** DATA follows **

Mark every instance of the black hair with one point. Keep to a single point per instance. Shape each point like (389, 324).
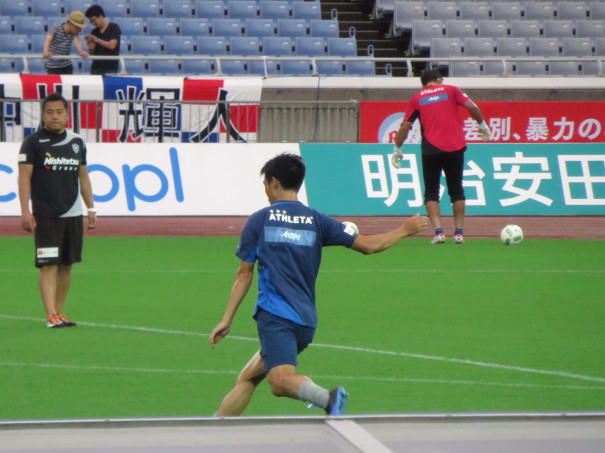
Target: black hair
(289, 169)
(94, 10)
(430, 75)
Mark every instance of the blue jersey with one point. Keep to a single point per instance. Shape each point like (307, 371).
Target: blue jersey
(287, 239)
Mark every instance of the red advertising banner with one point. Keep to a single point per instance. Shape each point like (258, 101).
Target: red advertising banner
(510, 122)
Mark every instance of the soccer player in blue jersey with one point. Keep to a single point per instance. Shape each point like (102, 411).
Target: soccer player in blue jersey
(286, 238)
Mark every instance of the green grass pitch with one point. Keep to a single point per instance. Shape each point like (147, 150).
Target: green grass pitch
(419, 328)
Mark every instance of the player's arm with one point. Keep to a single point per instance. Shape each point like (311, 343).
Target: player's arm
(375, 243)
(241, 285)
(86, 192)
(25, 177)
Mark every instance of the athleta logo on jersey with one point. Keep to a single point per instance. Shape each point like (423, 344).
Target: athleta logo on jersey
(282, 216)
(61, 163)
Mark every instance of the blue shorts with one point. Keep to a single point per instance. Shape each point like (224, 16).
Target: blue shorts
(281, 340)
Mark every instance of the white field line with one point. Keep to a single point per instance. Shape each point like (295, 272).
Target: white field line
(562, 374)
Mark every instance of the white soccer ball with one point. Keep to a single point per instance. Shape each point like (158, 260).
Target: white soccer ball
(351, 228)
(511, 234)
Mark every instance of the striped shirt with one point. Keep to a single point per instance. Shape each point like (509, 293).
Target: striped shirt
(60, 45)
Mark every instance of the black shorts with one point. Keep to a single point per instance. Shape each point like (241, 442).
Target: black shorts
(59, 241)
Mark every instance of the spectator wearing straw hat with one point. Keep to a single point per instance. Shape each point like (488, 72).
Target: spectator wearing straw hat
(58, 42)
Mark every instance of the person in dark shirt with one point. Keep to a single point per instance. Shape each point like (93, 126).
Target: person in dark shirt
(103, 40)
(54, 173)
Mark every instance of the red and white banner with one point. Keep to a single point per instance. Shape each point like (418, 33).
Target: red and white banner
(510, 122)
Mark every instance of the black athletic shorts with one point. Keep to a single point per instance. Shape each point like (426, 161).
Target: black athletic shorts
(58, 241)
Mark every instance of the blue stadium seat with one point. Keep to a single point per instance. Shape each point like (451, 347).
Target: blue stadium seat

** End of DATA **

> PROBLEM STATEMENT
For the string "stadium", show each line of the listing where it appears.

> TASK OUTPUT
Mark every instance of the blue stadium seat with one point. Keep to a single point per instance. Shape each point like (451, 347).
Target: blue stadium seat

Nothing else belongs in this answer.